● Written instruction 1:
Edit the records in the stretch from the line containing "of the cobblestone" through the line containing "<point>192,436</point>": replace "cobblestone surface" with "stone pavement", keep everything else unchanged, and return only those lines.

● Text block:
Works of ancient Greek poetry are usually divided in 2 big categories: Epic poetry and Lyric poetry. Homer and Hesiod are the most recognized ancient Greek epic poets, while Sappho and Pindar are probably the most well-known lyric poets.

Epic poetry

Epic poems are usually long, narrative poems which most often than not describe heroic deeds and events that are significant to the poet and to the people of the same culture. Many ancient writers around the world used epic poetry to describe heroic adventures and stories of their people and cultures. Many famous literary masterpieces all over the world (not just in ancient Greece) were written in the form of epic poetry, including such epics as the Iliad and the Odyssey, the Aeneid, The Epic of Gilgamesh and others.

Epic poems were ideal for expressing stories orally which is why they are common in the ancient world. Today, when we refer to the ancient Greek epic poetry, we usually refer to the Homer’s Iliad and Odyssey

These long epic poems are unlike most other poems we are familiar with in that they switch around from scene to scene and in between some scenes there is dialogue, like a play. Plato called epic poetry a mixture of dramatic and narrative literature because long speeches make up a big portion of both Iliad and Odyssey.

Speeches are most likely a throwback to the oral tradition of epic poetry, where a master story teller (rhapsode or rhapsodos in Greek) would recount the story to an audience or to a pupil. The storyteller usually played the lyre as he sang his improvised epic poem in the form of a song.

● Written instruction 2:
Translate this sentence from the passage on ancient Greek poetry into Spanish: "Epic poems were ideal for expressing stories orally which is why they are common in the ancient world."

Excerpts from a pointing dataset
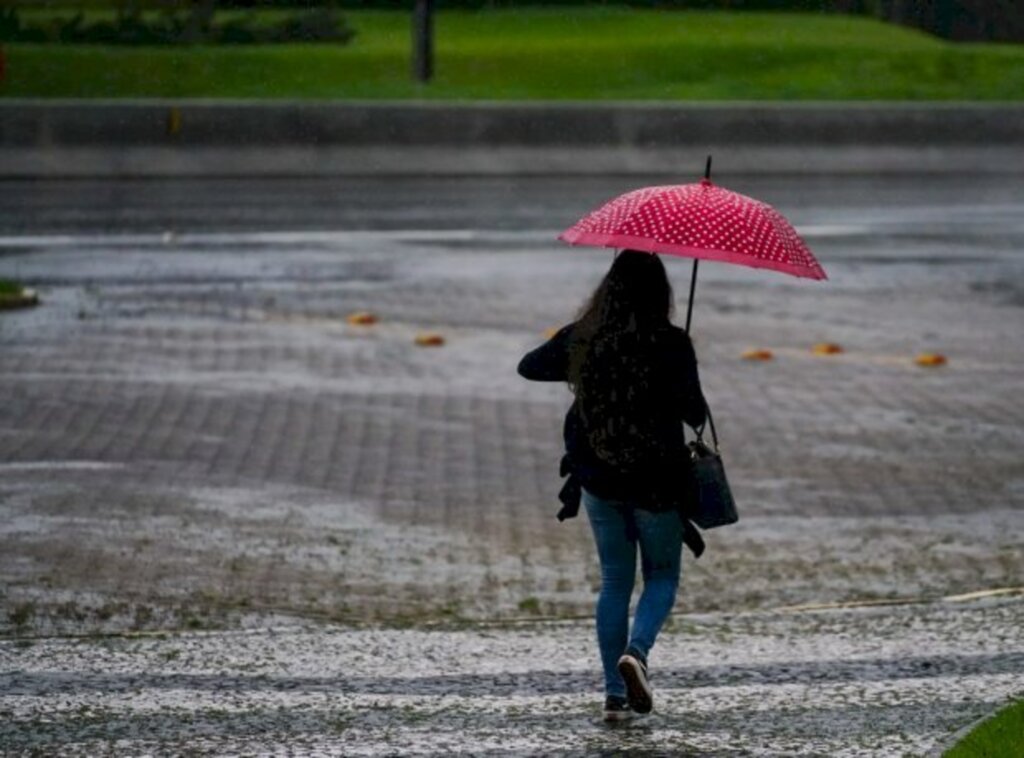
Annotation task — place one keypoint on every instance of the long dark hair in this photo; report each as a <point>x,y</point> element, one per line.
<point>613,354</point>
<point>635,297</point>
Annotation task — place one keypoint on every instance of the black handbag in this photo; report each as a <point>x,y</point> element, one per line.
<point>715,506</point>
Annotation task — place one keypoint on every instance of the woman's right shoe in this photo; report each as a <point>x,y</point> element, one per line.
<point>616,709</point>
<point>634,671</point>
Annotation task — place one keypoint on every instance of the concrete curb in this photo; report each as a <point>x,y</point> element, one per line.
<point>79,138</point>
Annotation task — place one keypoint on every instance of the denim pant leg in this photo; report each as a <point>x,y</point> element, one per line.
<point>660,537</point>
<point>617,556</point>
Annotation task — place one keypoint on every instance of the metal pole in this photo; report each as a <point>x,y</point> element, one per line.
<point>423,40</point>
<point>693,277</point>
<point>693,286</point>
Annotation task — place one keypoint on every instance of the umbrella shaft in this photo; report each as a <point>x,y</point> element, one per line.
<point>693,286</point>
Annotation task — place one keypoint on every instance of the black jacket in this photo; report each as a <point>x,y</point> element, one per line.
<point>668,481</point>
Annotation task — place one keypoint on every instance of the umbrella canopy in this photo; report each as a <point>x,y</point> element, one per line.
<point>698,220</point>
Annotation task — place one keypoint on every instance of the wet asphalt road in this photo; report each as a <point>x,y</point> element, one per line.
<point>192,437</point>
<point>973,206</point>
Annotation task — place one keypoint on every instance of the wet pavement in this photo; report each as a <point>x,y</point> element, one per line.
<point>193,437</point>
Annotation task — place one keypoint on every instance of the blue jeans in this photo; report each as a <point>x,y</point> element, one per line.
<point>660,541</point>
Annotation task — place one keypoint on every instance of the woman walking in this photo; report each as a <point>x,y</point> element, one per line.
<point>634,378</point>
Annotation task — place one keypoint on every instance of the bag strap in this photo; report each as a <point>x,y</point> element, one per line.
<point>709,421</point>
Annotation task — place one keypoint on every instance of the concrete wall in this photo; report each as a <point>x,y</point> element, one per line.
<point>201,137</point>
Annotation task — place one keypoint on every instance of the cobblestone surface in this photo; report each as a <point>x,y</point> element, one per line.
<point>847,683</point>
<point>192,436</point>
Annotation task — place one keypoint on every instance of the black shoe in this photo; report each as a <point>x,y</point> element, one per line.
<point>633,667</point>
<point>616,709</point>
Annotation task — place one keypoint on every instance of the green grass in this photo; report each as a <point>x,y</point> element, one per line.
<point>594,53</point>
<point>1000,737</point>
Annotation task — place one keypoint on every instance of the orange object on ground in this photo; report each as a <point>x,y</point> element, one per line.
<point>429,339</point>
<point>361,318</point>
<point>931,359</point>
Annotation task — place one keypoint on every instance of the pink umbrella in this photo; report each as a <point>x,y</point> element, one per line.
<point>696,221</point>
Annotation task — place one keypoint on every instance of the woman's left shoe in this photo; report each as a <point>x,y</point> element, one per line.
<point>616,709</point>
<point>633,668</point>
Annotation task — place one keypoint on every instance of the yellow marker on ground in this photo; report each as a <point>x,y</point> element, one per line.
<point>931,360</point>
<point>429,339</point>
<point>361,319</point>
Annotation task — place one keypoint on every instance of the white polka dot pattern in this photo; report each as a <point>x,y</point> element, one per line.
<point>698,221</point>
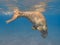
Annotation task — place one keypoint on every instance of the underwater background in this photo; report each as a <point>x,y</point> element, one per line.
<point>19,32</point>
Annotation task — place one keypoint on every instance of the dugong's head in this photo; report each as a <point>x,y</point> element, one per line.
<point>43,29</point>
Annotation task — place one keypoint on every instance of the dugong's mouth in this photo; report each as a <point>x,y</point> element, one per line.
<point>44,33</point>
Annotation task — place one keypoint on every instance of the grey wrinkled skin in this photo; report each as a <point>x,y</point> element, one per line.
<point>36,17</point>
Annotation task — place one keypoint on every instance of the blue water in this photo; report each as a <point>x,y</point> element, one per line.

● Full answer 1:
Annotation task — place one keypoint on every instance of the stone pavement in this photo; report each as a <point>x,y</point> element, one per line.
<point>847,683</point>
<point>192,436</point>

● Full answer 2:
Los poemas épicos eran ideales para relatar historias oralmente, razón por la cual son comunes en el mundo antiguo.